Work to do » Take the material and output all of it exactly.

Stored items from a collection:
>> Start
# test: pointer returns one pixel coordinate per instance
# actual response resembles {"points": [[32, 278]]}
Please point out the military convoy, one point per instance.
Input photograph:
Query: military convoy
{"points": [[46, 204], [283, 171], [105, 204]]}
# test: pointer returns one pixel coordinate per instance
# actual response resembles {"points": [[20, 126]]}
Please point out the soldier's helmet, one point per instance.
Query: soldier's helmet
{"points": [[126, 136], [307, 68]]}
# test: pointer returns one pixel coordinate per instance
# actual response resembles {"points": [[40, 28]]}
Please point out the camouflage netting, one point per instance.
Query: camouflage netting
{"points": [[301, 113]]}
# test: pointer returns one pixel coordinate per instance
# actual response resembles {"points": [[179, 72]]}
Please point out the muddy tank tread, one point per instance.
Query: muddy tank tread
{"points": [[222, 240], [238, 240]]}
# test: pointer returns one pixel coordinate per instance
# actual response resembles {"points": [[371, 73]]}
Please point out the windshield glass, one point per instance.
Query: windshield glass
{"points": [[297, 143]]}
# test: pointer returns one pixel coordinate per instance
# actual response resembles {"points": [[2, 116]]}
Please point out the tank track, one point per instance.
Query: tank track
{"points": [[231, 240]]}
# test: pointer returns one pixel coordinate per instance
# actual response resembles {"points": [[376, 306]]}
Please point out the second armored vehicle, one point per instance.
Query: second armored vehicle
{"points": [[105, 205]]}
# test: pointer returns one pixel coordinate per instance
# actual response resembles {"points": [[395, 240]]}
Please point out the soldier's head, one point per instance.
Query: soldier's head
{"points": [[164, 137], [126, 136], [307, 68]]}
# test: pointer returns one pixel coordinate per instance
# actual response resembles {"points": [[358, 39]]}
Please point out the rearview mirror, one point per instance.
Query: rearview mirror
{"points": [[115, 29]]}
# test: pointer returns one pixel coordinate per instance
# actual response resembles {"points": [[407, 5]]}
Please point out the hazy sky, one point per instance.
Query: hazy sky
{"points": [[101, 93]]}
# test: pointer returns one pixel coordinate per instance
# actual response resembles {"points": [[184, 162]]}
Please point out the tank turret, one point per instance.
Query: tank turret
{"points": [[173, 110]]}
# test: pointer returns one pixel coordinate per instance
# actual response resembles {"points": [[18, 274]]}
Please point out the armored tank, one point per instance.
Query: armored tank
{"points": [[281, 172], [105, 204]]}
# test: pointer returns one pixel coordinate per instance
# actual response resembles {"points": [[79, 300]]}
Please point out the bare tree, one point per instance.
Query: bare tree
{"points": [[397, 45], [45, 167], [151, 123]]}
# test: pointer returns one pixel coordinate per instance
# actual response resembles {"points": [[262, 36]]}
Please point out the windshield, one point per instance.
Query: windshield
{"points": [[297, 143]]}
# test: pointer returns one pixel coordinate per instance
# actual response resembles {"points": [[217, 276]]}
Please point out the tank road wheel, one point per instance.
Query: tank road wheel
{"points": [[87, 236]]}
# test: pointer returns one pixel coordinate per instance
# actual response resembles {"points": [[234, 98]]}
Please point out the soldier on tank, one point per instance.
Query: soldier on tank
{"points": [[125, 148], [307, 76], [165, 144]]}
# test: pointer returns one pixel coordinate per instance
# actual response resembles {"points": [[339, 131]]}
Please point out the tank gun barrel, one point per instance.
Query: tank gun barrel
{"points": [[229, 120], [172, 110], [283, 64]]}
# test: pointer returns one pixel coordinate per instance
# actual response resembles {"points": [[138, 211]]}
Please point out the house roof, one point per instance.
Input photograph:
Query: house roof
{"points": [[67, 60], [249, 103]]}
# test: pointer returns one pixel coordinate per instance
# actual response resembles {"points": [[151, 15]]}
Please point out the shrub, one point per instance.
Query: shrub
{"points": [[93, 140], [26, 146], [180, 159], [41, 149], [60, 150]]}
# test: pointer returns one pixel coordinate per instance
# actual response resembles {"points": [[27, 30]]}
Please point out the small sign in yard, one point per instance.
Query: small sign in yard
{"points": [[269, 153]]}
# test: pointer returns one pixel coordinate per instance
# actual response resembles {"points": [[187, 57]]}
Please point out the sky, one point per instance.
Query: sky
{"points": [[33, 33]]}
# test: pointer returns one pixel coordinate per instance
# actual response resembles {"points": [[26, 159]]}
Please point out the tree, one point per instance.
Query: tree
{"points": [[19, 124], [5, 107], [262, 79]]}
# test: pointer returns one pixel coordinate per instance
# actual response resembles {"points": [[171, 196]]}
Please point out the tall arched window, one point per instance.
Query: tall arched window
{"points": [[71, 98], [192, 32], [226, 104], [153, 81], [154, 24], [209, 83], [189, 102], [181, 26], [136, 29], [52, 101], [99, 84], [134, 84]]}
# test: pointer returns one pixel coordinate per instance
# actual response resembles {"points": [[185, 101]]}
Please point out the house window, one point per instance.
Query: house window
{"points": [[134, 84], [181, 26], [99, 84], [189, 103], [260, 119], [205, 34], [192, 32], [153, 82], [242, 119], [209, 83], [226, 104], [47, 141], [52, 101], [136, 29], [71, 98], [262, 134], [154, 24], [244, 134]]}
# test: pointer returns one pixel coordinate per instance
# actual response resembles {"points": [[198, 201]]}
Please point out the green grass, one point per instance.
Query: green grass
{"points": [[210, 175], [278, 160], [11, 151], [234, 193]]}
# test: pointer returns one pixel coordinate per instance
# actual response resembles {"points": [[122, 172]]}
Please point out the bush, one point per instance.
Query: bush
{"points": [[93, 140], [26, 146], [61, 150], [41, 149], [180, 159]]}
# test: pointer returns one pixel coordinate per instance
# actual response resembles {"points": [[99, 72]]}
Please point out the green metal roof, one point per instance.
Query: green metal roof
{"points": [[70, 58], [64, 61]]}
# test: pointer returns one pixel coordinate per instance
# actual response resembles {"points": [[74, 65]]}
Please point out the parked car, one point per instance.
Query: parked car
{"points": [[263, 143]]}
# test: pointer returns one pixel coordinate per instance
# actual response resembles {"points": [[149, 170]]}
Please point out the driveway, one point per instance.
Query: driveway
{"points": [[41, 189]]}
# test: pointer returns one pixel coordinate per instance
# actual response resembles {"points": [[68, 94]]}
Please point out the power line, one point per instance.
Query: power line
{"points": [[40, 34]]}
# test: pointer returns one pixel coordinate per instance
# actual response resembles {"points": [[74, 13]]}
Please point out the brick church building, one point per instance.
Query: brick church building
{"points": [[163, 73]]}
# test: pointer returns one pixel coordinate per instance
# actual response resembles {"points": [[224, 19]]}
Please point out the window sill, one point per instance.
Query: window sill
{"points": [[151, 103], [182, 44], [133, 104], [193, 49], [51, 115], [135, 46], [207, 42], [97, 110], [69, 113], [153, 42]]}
>> End
Full solution »
# test: pointer returns one pixel coordinate per instance
# actual response resembles {"points": [[32, 278]]}
Please point out the military convoy, one point per instance.
Input photograph:
Query: military convoy
{"points": [[46, 204], [283, 171], [105, 204]]}
# test: pointer returns one pixel coordinate per instance
# actual response resembles {"points": [[20, 126]]}
Please point out the soldier's helmet, one point per instance.
Query: soldier's helmet
{"points": [[126, 136], [307, 68]]}
# test: pointer returns one pixel coordinate per instance
# actual response resembles {"points": [[40, 28]]}
Please point out the camouflage netting, one point per instance.
Query: camouflage netting
{"points": [[301, 113]]}
# test: pointer returns one pixel coordinate per instance
# actual response resembles {"points": [[179, 72]]}
Please point out the muddy tank tread, one point per instance.
Query: muddy tank tread
{"points": [[222, 240], [238, 240]]}
# test: pointer returns one pixel coordinate per instance
# actual response resembles {"points": [[371, 73]]}
Please point out the windshield glass, one point per instance.
Query: windshield glass
{"points": [[297, 143]]}
# test: pointer returns one pixel coordinate per instance
# actual response resembles {"points": [[2, 116]]}
Please point out the tank track, one point per instance.
Query: tank track
{"points": [[231, 240]]}
# test: pointer returns one pixel coordinate per instance
# actual response resembles {"points": [[376, 306]]}
Please point out the second armored vehicle, one point per instance.
Query: second armored vehicle
{"points": [[105, 205]]}
# test: pointer returns one pixel coordinate per instance
# actual response resembles {"points": [[395, 240]]}
Please point out the soldier's head, one point per instance.
Query: soldier's head
{"points": [[164, 137], [126, 136], [307, 68]]}
# test: pointer returns one pixel coordinate per instance
# actual response resembles {"points": [[358, 39]]}
Please point out the rearview mirror, one point per instance.
Query: rearview mirror
{"points": [[115, 29]]}
# test: pointer returns one pixel coordinate per instance
# actual response resembles {"points": [[407, 5]]}
Please point out the hazy sky, one point per instance.
Query: hazy sky
{"points": [[101, 93]]}
# test: pointer returns one pixel coordinate per instance
# actual response resembles {"points": [[184, 162]]}
Please point out the tank turret, one point per instance.
Query: tank turret
{"points": [[173, 110]]}
# test: pointer returns one pixel coordinate per instance
# actual response resembles {"points": [[18, 274]]}
Please point out the armored tank, one point per instance.
Query: armored tank
{"points": [[281, 172], [105, 204]]}
# test: pointer returns one pixel coordinate per instance
# actual response resembles {"points": [[79, 300]]}
Please point out the bare tree, one point per instance.
Query: bare tree
{"points": [[397, 45], [45, 167], [151, 123]]}
# test: pointer returns one pixel coordinate per instance
# actual response resembles {"points": [[262, 36]]}
Please point out the windshield, one point per instance.
Query: windshield
{"points": [[297, 143]]}
# test: pointer returns one pixel coordinate per instance
# actual response resembles {"points": [[217, 276]]}
Please point out the tank road wheel, one point per instance.
Query: tank road wheel
{"points": [[87, 236]]}
# test: pointer returns one pixel coordinate per instance
# actual response resembles {"points": [[234, 98]]}
Please point out the soldier on tank, one point per instance.
Query: soldier on tank
{"points": [[125, 148], [307, 76], [165, 144]]}
# test: pointer returns one pixel coordinate per instance
# actual response resembles {"points": [[339, 131]]}
Please point out the tank gun barrel, one point per instance.
Query: tank gun barrel
{"points": [[229, 120], [172, 110], [283, 64]]}
# test: pointer returns one pixel coordinate per instance
# actual response resembles {"points": [[138, 211]]}
Please point out the house roof, one point per instance.
Input photograph:
Query: house roof
{"points": [[67, 60], [249, 103]]}
# test: pointer returns one pixel coordinate per instance
# actual response resembles {"points": [[151, 15]]}
Please point out the shrub, one point per instance.
Query: shrub
{"points": [[93, 140], [26, 146], [180, 159], [41, 149], [60, 150]]}
# test: pointer returns one pixel coordinate per instance
# actual response resembles {"points": [[27, 30]]}
Please point out the small sign in yard, one point per instance.
Query: small sign in yard
{"points": [[269, 153]]}
# test: pointer returns one pixel coordinate per instance
# actual response resembles {"points": [[187, 57]]}
Please point out the sky, one point per instance.
Query: sky
{"points": [[33, 33]]}
# test: pointer returns one pixel coordinate per instance
# actual response resembles {"points": [[26, 159]]}
Please point out the tree, one point per instance.
Query: tree
{"points": [[19, 124], [5, 107], [262, 79]]}
# test: pointer returns one pixel coordinate per instance
# actual response resembles {"points": [[171, 196]]}
Please point out the tall arched window, one point per instance.
Query: tall arched window
{"points": [[71, 98], [192, 32], [226, 104], [153, 81], [154, 24], [209, 83], [189, 102], [181, 26], [136, 29], [52, 101], [99, 84], [134, 84]]}
# test: pointer returns one pixel coordinate per instance
# actual response resembles {"points": [[185, 101]]}
Please point out the house window, one point per instance.
Query: house window
{"points": [[134, 84], [181, 26], [99, 84], [189, 103], [260, 119], [205, 34], [192, 32], [153, 82], [242, 119], [209, 83], [226, 104], [47, 141], [52, 101], [136, 29], [71, 98], [262, 134], [154, 24], [244, 134]]}
# test: pointer returns one pixel coordinate per instance
# actual response resembles {"points": [[198, 201]]}
Please point out the green grass, one point per instance.
Query: green grass
{"points": [[210, 175], [278, 160], [11, 151], [234, 193]]}
# test: pointer returns one pixel coordinate per instance
# actual response resembles {"points": [[122, 172]]}
Please point out the bush, one point per instance.
Query: bush
{"points": [[93, 140], [26, 146], [61, 150], [41, 149], [180, 159]]}
# test: pointer returns one pixel coordinate per instance
# actual response resembles {"points": [[99, 72]]}
Please point out the green metal roof, one point per instance.
Query: green metal roof
{"points": [[70, 58], [64, 61]]}
# test: pointer returns one pixel coordinate per instance
# actual response resembles {"points": [[74, 65]]}
Please point out the parked car, one point per instance.
Query: parked car
{"points": [[263, 143]]}
# test: pointer returns one pixel coordinate per instance
# actual response resembles {"points": [[149, 170]]}
Please point out the driveway, one point per instance.
Query: driveway
{"points": [[41, 189]]}
# test: pointer returns one pixel coordinate per instance
# actual response resembles {"points": [[68, 94]]}
Please point out the power line, one point per instance.
Query: power line
{"points": [[40, 34]]}
# test: pointer returns one pixel coordinate per instance
# actual response resembles {"points": [[74, 13]]}
Please point out the brick church building, one point per instance.
Query: brick church building
{"points": [[163, 73]]}
# test: pointer returns one pixel coordinate per instance
# actual response resembles {"points": [[224, 19]]}
Please point out the window sill, one point per instance.
Query: window sill
{"points": [[151, 103], [182, 44], [133, 104], [193, 49], [51, 115], [135, 46], [207, 42], [97, 110], [69, 113], [153, 42]]}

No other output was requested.